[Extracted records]
::::::::::

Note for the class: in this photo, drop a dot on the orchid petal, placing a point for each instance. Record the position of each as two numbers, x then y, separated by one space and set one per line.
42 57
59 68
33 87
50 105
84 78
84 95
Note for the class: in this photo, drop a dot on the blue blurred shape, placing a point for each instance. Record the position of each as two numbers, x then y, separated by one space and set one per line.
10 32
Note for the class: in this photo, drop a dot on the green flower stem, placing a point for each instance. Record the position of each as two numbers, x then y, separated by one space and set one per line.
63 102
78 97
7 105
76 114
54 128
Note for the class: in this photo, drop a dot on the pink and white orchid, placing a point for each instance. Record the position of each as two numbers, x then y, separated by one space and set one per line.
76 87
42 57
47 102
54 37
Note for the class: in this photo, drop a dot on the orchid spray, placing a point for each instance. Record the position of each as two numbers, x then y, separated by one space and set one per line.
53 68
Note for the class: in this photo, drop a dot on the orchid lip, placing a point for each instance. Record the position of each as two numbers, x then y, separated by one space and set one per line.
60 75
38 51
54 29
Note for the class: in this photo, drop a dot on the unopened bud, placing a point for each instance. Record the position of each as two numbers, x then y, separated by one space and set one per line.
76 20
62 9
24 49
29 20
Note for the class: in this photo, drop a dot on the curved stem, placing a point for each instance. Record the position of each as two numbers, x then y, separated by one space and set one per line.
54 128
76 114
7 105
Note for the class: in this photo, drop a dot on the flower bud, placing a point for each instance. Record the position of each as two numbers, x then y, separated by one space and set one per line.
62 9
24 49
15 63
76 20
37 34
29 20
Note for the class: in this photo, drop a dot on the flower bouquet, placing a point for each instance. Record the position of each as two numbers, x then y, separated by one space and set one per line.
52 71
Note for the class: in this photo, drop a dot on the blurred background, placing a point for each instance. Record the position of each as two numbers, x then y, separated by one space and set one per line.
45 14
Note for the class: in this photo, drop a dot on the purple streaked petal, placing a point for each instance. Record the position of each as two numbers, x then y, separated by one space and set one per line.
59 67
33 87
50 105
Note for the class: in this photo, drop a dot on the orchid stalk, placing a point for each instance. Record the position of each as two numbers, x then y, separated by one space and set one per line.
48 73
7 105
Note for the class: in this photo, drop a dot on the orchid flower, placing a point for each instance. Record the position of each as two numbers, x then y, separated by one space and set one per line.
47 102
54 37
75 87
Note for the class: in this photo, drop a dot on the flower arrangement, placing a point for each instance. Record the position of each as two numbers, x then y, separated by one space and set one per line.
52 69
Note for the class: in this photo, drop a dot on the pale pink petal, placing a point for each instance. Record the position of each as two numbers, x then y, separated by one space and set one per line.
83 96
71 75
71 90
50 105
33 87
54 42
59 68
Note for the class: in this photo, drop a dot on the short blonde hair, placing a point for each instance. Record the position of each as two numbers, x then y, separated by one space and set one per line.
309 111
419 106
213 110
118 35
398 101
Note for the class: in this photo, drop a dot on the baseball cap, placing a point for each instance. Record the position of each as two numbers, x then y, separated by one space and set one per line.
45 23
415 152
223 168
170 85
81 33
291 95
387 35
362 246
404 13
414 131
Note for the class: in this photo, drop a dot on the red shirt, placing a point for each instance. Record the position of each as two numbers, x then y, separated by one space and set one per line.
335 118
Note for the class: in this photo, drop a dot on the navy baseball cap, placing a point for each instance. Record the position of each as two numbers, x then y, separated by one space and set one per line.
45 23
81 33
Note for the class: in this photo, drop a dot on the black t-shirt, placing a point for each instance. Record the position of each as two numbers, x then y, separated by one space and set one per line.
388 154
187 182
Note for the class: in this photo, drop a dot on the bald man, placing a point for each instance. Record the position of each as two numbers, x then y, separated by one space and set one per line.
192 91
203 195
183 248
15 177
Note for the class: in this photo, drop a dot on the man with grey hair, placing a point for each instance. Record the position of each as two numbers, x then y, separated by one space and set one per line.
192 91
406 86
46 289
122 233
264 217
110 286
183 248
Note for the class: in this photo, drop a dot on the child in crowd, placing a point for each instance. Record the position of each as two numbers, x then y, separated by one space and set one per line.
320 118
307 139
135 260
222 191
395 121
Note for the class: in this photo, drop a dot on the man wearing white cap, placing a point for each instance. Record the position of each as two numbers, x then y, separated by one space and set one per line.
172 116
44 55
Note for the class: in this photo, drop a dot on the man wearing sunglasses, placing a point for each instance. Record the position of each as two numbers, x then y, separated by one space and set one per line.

::::::::::

## [TASK]
Please copy all of the items above word for word, keeping every line as it appears.

## [THE COMPLETED TASK]
Note for the class: in this photo, drop a dot on the orchid petal, placing a point for each instance. Record the position of each as two numbers, x then y, separated by one space and set one per line.
42 57
59 68
33 87
50 105
84 78
84 95
Note for the class: in this photo, drop a dot on the blue blurred shape, placing a point for each instance. Record the position of each as two numbers, x then y, separated by one space and set one per line.
10 32
Note for the class: in this photo, drop a dot on the green flower stem, placing a point for each instance. Record the position of each as two numbers, x then y, separated by one space and set one per line.
63 102
78 97
7 105
76 114
54 128
Note for the class: in this photo, drop a dot on the pink and white orchid, placing a point for each instance. Record the position of each as two numbers, x then y, separated by one space and set one per line.
76 87
42 57
47 102
54 37
Note for the class: in this photo, drop a dot on the orchid spray, placing a point for each instance. Record the position of each as two numbers, x then y, separated by one space and set one per line.
53 68
Note for the class: in this photo, drop a dot on the orchid lip, placing a point for each instance. Record the position of each as two numbers, x then y, separated by one space and set one per line.
60 75
38 51
54 29
Note for the class: in this photo, drop a dot on the unopened bud, placing a point for each instance. Record the position of each as two numbers, x then y, separated by one space and set one per line.
76 20
62 9
24 49
29 20
Note for the class: in this photo, drop a dot on the curved stem, placing a point for each instance. Record the position of each as two numbers, x then y, separated by one space and set one per line.
54 128
76 114
7 105
Note for the class: in this photo, drop a dot on the flower bud, placing a point for each instance. Record the position of each as two numbers, x then y, separated by one space and set one per line.
62 9
24 49
15 63
76 20
37 34
29 20
Note for the class: in this photo, drop a dot on the flower bouquet, placing a point for each instance. Record the position of each as two numbers, x then y, separated by one space and set one per line.
52 71
Note for the class: in this photo, drop a dot on the blurred background, placing a point for each instance. Record the position of each as two numbers, x then y, separated by one space and set one per line.
45 14
Note for the class: in this photo, drop a dot on the purple streaked petal, placing a point for each instance. Record the position of each as two numbers, x then y, separated by one space and set one per line.
59 67
33 87
50 105
Note for the class: in this photo, drop a dot on the orchid stalk, placing a point for each instance. Record the position of each as two numbers, x then y, separated by one space and set one per line.
48 73
7 105
Note for the class: in this photo, drop a dot on the orchid flower, placing a point for each instance. Record the position of each as two numbers, x then y, separated by one space and set one per line.
47 102
54 37
75 87
Note for the class: in this photo, drop a dot on the flower arrangement, placing a point for each instance. Record the position of each as two numbers, x then y, separated by one space and set one per line.
52 69
Note for the class: in this photo, drop a dot on the pale pink petal, placing a point for each instance. Record the position of each as two numbers, x then y, separated by one space and set one per line.
83 96
71 75
71 90
50 105
33 87
54 42
59 68
Note for the class: in this photo, drop a dot on the short blonde hair, placing a point for each instance. Record the position of each as two numbers, x then y, separated by one space and set one per line.
309 111
419 106
213 110
118 35
398 101
Note for the class: in this photo, drop a dot on the baseball cap, placing a point for each instance. Record the position of each as two numbers, x then y, separated by one space and set one per line.
45 23
415 152
223 168
170 85
81 33
291 95
387 35
362 246
404 13
414 131
Note for the class: in this photo, drop a dot on the red shirt, placing a point for each instance. Record the position of each as two numbers, x then y, separated by one space and set one per line.
335 118
Note for the class: in this photo, drop a dot on the navy baseball cap, placing a point for each instance. Record the position of each as two numbers, x then y, separated by one space and set one per line.
45 23
81 33
Note for the class: in this photo, drop a dot on the black t-shirt, placing a point for each instance. Record the position of each as two numbers, x then y, separated by one space and set one per line.
388 154
187 182
Note for the class: in this photo, drop a dot on the bald man, placing a point for each instance. Record the position of each as two numbers, x then y, separated by one space and set one per line.
192 91
203 195
183 248
15 177
Note for the class: in this photo, drop a dot on the man with grey hair, placing a point for each instance. Record the position of each as two numbers, x then y, separated by one space and set one per line.
192 91
406 86
46 289
122 233
264 217
110 286
183 248
Note for the class: in this photo, drop a dot on the child in crowd, placing a point for each instance. Record the position of each as two numbers, x then y, separated by one space and set one per line.
320 118
307 139
135 260
222 191
395 121
Note for the class: in this photo, drop a dot on the man wearing white cap, placing a point for each instance. Record the position of each as two numbers, x then y, separated by one space and set one per line.
172 116
44 55
Note for the class: in this photo, drop a dot on the man wearing sunglasses, placing a point for each instance. Record the position of each as two numbers, x then y, separated by one space and set one per line.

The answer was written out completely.